## [Excerpted text]
The first lockdown occurred after Fernando Lozano Sandoval, commander of the Chihuahua State Investigations Agency, was shot multiple times by gunmen who ambushed his sport utility vehicle Jan. 21 in Ciudad Juarez.
Lozano, who has dual citizenship, was taken to a Mexican hospital and kept under military guard. Two days later, ICE officials helped transfer him to Thomason. El Paso police and sheriff's deputies posted guards outside the hospital around the clock for three weeks.
Six months later, Thomason administrators locked down the hospital again, for the Nuevo Casas Grandes officers. Last month, the hospital was locked down after a Juarez police officer who was shot multiple times July 11 was allowed to cross the border to seek treatment.
Sylvia Zamarripa was visiting her father-in-law during the most recent lockdown and found the show of force disturbing.
"That's why I left Juarez, to get away from things like that," said Zamarripa, 65, who moved to El Paso more than a decade ago. "It looked like Colombia during the reign of Pablo Escobar," she said, referring to the late drug lord.
El Paso County Sheriff Santiago "Jimmy" Apodaca said he did not like having to pay deputies overtime to guard the hospital, but he had to ensure the safety of El Paso, which was named the second-safest city in the U.S. last year in an independent ranking of cities with more than half a million people. Apodaca said he saw little reason to worry that drug war violence would cross the Rio Grande. But he was taking no chances.
"Bordering on Juarez, the most violent city in Mexico and one of the most violent cities anywhere besides Iraq, you're always vigilant," Apodaca said. "But those people [hit men] down there know who they're after, and they know how to get them."

## [Listed records]
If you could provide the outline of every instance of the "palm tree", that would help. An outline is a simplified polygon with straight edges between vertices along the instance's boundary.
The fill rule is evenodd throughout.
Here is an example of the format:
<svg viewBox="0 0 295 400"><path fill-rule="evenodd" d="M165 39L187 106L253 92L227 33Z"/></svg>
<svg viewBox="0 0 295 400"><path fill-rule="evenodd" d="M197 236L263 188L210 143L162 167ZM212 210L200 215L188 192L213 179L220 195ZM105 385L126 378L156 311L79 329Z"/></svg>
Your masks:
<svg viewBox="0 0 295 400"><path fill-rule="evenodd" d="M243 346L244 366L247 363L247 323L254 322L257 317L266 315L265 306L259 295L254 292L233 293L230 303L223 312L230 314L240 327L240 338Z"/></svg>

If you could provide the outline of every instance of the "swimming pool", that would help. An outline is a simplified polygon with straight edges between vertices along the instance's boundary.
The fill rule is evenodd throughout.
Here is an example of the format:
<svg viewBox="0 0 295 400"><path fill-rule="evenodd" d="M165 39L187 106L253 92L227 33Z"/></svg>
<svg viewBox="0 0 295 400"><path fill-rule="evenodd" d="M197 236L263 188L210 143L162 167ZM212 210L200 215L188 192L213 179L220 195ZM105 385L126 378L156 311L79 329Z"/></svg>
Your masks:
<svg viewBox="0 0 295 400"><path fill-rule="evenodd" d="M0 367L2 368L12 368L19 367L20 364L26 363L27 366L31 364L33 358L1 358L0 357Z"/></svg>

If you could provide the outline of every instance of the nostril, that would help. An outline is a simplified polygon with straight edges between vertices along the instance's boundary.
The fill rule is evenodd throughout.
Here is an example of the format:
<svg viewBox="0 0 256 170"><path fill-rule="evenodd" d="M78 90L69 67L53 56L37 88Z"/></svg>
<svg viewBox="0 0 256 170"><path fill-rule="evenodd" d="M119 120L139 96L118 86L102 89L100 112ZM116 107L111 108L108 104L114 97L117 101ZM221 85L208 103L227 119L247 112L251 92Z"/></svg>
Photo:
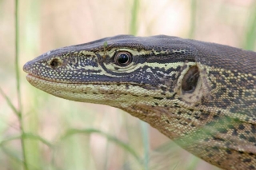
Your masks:
<svg viewBox="0 0 256 170"><path fill-rule="evenodd" d="M57 67L62 65L62 61L59 58L54 58L50 61L50 65L53 69L56 69Z"/></svg>
<svg viewBox="0 0 256 170"><path fill-rule="evenodd" d="M26 62L26 63L23 65L23 71L28 73L28 72L29 72L29 68L30 68L30 61Z"/></svg>

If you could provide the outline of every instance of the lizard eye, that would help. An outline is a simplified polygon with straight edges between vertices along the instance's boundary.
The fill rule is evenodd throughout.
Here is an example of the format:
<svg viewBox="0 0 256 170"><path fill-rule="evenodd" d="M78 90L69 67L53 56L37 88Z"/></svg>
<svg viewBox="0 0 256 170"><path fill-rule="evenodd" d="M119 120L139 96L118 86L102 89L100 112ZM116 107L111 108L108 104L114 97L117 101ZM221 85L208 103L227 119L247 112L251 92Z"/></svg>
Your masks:
<svg viewBox="0 0 256 170"><path fill-rule="evenodd" d="M54 58L50 61L50 65L51 68L55 69L60 66L62 64L62 61L58 58Z"/></svg>
<svg viewBox="0 0 256 170"><path fill-rule="evenodd" d="M115 55L114 61L120 66L126 66L132 61L132 56L128 52L122 51Z"/></svg>

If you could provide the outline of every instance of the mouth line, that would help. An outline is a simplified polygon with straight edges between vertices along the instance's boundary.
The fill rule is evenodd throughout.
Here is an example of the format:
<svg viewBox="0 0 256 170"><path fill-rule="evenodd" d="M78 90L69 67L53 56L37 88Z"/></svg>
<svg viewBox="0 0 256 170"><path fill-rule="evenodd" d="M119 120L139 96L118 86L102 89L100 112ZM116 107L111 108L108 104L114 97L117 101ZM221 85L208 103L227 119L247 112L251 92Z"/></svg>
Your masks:
<svg viewBox="0 0 256 170"><path fill-rule="evenodd" d="M46 81L46 82L51 82L51 83L58 83L58 84L65 84L65 85L139 85L139 86L144 86L144 87L149 87L150 86L150 85L142 85L141 84L137 84L137 83L127 83L127 82L106 82L106 81L84 81L84 82L78 82L78 81L74 81L74 82L66 82L66 81L53 81L53 80L49 80L49 79L45 79L39 77L35 75L32 75L28 73L26 75L26 80L30 82L32 79L36 80L36 81Z"/></svg>

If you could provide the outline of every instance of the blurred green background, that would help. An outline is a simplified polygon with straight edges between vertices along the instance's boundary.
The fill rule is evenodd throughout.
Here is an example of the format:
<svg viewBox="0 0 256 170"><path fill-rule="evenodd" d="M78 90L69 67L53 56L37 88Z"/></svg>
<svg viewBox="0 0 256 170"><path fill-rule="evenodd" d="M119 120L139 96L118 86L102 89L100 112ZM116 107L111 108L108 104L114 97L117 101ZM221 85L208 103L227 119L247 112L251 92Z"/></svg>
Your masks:
<svg viewBox="0 0 256 170"><path fill-rule="evenodd" d="M166 34L254 50L256 1L20 0L18 66L14 13L14 1L0 0L1 170L218 169L125 112L34 88L22 68L48 50L117 34Z"/></svg>

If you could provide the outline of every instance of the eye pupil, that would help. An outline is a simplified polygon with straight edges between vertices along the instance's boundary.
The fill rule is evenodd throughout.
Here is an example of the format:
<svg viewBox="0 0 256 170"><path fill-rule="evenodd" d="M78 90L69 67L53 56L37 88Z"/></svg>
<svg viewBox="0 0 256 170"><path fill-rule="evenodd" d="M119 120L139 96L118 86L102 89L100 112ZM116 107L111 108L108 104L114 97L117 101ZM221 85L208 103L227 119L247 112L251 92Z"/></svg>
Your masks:
<svg viewBox="0 0 256 170"><path fill-rule="evenodd" d="M61 65L62 65L62 61L61 61L59 59L57 59L57 58L53 59L53 60L50 62L50 65L52 68L54 68L54 69L60 66Z"/></svg>
<svg viewBox="0 0 256 170"><path fill-rule="evenodd" d="M131 61L132 61L132 57L131 54L128 52L126 51L122 51L119 52L116 56L115 56L115 62L117 65L120 66L126 66L128 65Z"/></svg>
<svg viewBox="0 0 256 170"><path fill-rule="evenodd" d="M129 57L126 53L122 53L118 56L118 61L120 64L126 64L129 61Z"/></svg>

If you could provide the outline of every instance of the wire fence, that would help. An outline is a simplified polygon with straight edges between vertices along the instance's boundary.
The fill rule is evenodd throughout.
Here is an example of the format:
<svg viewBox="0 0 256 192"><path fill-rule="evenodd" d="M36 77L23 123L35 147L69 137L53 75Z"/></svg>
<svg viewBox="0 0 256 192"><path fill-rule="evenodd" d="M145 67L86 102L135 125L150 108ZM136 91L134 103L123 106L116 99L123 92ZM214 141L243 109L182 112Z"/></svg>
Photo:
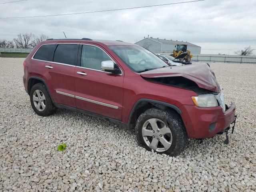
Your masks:
<svg viewBox="0 0 256 192"><path fill-rule="evenodd" d="M256 64L256 56L230 55L195 54L193 61L223 62L228 63Z"/></svg>
<svg viewBox="0 0 256 192"><path fill-rule="evenodd" d="M0 48L0 52L7 52L8 53L30 53L32 50L33 50L33 49Z"/></svg>

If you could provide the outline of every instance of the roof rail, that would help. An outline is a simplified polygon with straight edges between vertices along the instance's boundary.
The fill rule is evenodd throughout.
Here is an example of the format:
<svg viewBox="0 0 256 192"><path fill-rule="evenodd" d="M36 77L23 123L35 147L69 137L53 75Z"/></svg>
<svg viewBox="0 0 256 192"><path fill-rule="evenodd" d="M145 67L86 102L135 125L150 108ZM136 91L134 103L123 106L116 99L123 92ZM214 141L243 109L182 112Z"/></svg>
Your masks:
<svg viewBox="0 0 256 192"><path fill-rule="evenodd" d="M52 40L87 40L88 41L92 41L92 40L89 38L82 38L82 39L47 39L46 41L51 41Z"/></svg>
<svg viewBox="0 0 256 192"><path fill-rule="evenodd" d="M90 39L90 38L82 38L82 40L86 40L87 41L92 41L92 39Z"/></svg>

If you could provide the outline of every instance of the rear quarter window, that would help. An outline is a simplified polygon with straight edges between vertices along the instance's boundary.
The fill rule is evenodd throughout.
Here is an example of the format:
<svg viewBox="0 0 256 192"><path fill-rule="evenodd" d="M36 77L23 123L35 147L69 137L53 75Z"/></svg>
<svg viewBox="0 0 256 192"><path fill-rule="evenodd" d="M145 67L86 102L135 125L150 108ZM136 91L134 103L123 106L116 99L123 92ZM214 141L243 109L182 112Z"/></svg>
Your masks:
<svg viewBox="0 0 256 192"><path fill-rule="evenodd" d="M52 61L53 54L57 45L50 44L42 45L37 50L33 58L47 61Z"/></svg>

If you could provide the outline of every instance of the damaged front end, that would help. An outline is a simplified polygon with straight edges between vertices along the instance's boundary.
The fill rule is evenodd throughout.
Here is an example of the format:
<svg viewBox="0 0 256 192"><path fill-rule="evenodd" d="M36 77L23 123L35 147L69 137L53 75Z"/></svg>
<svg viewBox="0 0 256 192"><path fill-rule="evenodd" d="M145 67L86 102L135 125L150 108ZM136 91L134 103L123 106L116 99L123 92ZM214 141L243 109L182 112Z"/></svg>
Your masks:
<svg viewBox="0 0 256 192"><path fill-rule="evenodd" d="M229 107L226 105L222 88L209 65L166 67L144 72L140 75L148 81L194 92L194 95L191 96L194 105L180 107L182 117L186 117L184 123L189 137L209 138L225 132L224 143L228 143L230 124L234 124L232 132L234 128L236 106L234 103Z"/></svg>

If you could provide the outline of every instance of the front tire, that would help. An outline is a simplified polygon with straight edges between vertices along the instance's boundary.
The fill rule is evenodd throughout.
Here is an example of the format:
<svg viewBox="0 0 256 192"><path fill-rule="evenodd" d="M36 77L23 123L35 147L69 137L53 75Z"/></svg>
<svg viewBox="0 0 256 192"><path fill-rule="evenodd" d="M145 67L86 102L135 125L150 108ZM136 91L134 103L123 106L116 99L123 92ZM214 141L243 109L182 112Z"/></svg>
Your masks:
<svg viewBox="0 0 256 192"><path fill-rule="evenodd" d="M38 83L32 87L30 92L32 108L40 116L48 116L55 111L55 107L42 83Z"/></svg>
<svg viewBox="0 0 256 192"><path fill-rule="evenodd" d="M138 118L135 127L140 145L148 150L176 156L188 143L180 117L175 112L156 108L148 109Z"/></svg>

## [What you need to do]
[1] Sum up the text about the El Paso hospital lockdowns in two sentences.
[2] Write the next part of the text about the El Paso hospital lockdowns, starting right after its final sentence.

## [List of answers]
[1] Thomason hospital was locked down several times after wounded Mexican officers, including state investigations commander Fernando Lozano Sandoval and a Juarez police officer, were brought there for treatment, and El Paso police and sheriff's deputies guarded it around the clock for three weeks after the first case. A visitor found the show of force disturbing, while El Paso County Sheriff Santiago "Jimmy" Apodaca said he disliked paying deputies overtime and saw little reason to worry that the drug war violence would cross the Rio Grande, though he was taking no chances.

[2]
Drug cartels have traditionally assassinated U.S. targets discreetly, if at all, avoiding the type of Wild West gunfight that has become commonplace in Mexican border towns such as Tijuana and Nuevo Laredo.
Still, some law enforcement officials have long worried that the close relationships between cities on the border, and the drug distribution networks on both sides, could bring open violence to Texas cities. An e-mail message circulating in Juarez in June warned of impending violence at three El Paso nightclubs deemed narco hangouts. Similarly, a list obtained by U.S. officials named about 20 people in Texas and New Mexico who were alleged to be targets of the drug cartels.
El Paso County Commissioner Veronica Escobar said she hoped that Thomason stayed out of harm's way. The hospital has prospered while other county hospitals have struggled, she said. Voters last year approved a $120-million bond issue to build a children's hospital at the site.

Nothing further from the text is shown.